Your objective: Reproduce the full forum thread on QR decomposition below, word for word and with all its math notation unchanged.

----- Document text -----

I try to find $QR$ decomposition, but I got stuck in some etap and I can't continue - how to finish it ?
$$ A= \left[\begin{matrix} 1 & -1 \\ 1 & 0 \\ 1 & 1 \\ 1 & 2 \end{matrix}\right] $$
$v = \left[\begin{matrix} 1+2 \\ 1 \\ 1 \\ 1 \end{matrix}\right] \cdot \frac{1}{\sqrt{9+1+1+1}} = \frac{1}{2\sqrt{3}}\cdot \left[\begin{matrix} 1+2 \\ 1 \\ 1 \\ 1 \end{matrix}\right] $
$$Q_1 = I - 2vv^t = I - \frac16 A= \left[\begin{matrix} 9 & 3 & 3 &3 \\ 3 & 1 & 1 &1 \\ 3 & 1 & 1 &1 \\ 3 & 1 & 1 &1 \\ \end{matrix}\right] = \left[\begin{matrix} -\frac{1}{2} & -\frac{1}{2} & -\frac{1}{2} &-\frac{1}{2} \\ -\frac{1}{2} & \frac{5}{6} & -\frac{1}{6} &-\frac{1}{6} \\ -\frac{1}{2} &- \frac{1}{6} & \frac{5}{6} &-\frac{1}{6} \\ -\frac{1}{2} &- \frac{1}{6} & -\frac{1}{6} &\frac{5}{6} \\ \end{matrix}\right] $$
$$Q_1A =\left[\begin{matrix} -2 & -1 \\ 0 & 0 \\ 0 &1 \\ 0 &2 \\ \end{matrix}\right] $$
I checked it yesterday night, you computed the first Householder-Matrix right and I assume that multiplication is right.
Applying the first Householder-Transformation, you somehow mapped the first column of your matrix $A$ to a constant $c$ ($c=2$ in your case) times the first unit vector. This is what should happen.
So now you're in
Iteration 2
As your current Matrix you now consider a Submatrix of $Q_1A$, namely you cut out the first row and first column, so you just consider the matrix
$ (Q_1A)^{1,1}=\begin{bmatrix}0\\1\\2\end{bmatrix} $
(the subscript denotes the row and column where you cut off)

----- Records -----

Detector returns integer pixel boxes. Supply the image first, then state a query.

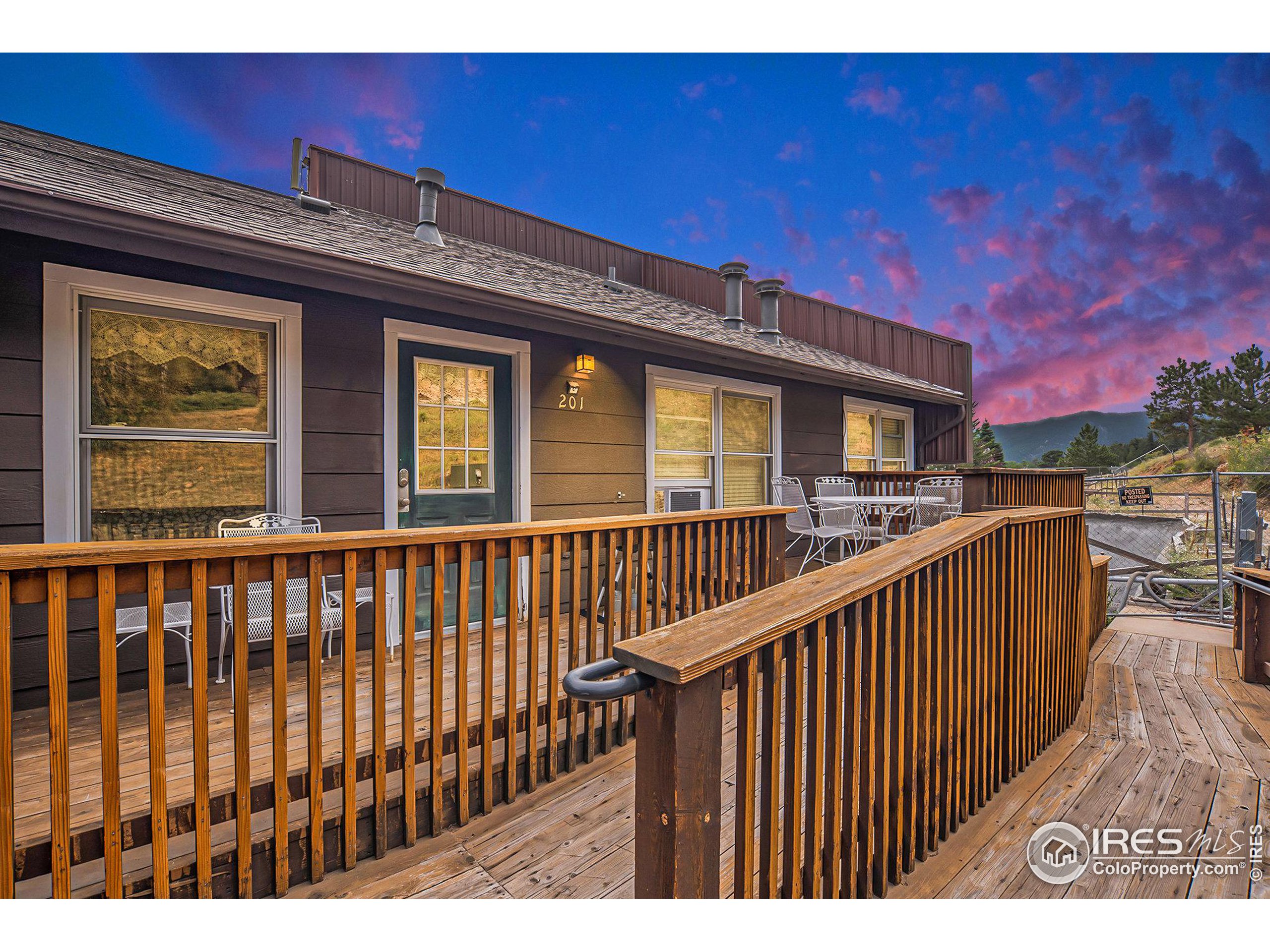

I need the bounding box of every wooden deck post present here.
[635,671,723,898]
[1234,569,1270,684]
[957,470,996,513]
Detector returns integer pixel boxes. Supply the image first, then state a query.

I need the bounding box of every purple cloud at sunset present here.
[0,54,1270,422]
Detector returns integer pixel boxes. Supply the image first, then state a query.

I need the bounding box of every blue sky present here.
[0,54,1270,421]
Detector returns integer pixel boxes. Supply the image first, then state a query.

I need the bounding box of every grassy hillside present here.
[992,410,1147,462]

-----

Correct output:
I try to find $QR$ decomposition, but I got stuck in some etap and I can't continue - how to finish it ?
$$ A= \left[\begin{matrix} 1 & -1 \\ 1 & 0 \\ 1 & 1 \\ 1 & 2 \end{matrix}\right] $$
$v = \left[\begin{matrix} 1+2 \\ 1 \\ 1 \\ 1 \end{matrix}\right] \cdot \frac{1}{\sqrt{9+1+1+1}} = \frac{1}{2\sqrt{3}}\cdot \left[\begin{matrix} 1+2 \\ 1 \\ 1 \\ 1 \end{matrix}\right] $
$$Q_1 = I - 2vv^t = I - \frac16 A= \left[\begin{matrix} 9 & 3 & 3 &3 \\ 3 & 1 & 1 &1 \\ 3 & 1 & 1 &1 \\ 3 & 1 & 1 &1 \\ \end{matrix}\right] = \left[\begin{matrix} -\frac{1}{2} & -\frac{1}{2} & -\frac{1}{2} &-\frac{1}{2} \\ -\frac{1}{2} & \frac{5}{6} & -\frac{1}{6} &-\frac{1}{6} \\ -\frac{1}{2} &- \frac{1}{6} & \frac{5}{6} &-\frac{1}{6} \\ -\frac{1}{2} &- \frac{1}{6} & -\frac{1}{6} &\frac{5}{6} \\ \end{matrix}\right] $$
$$Q_1A =\left[\begin{matrix} -2 & -1 \\ 0 & 0 \\ 0 &1 \\ 0 &2 \\ \end{matrix}\right] $$
I checked it yesterday night, you computed the first Householder-Matrix right and I assume that multiplication is right.
Applying the first Householder-Transformation, you somehow mapped the first column of your matrix $A$ to a constant $c$ ($c=2$ in your case) times the first unit vector. This is what should happen.
So now you're in
Iteration 2
As your current Matrix you now consider a Submatrix of $Q_1A$, namely you cut out the first row and first column, so you just consider the matrix
$ (Q_1A)^{1,1}=\begin{bmatrix}0\\1\\2\end{bmatrix} $
(the subscript denotes the row and column where you cut off)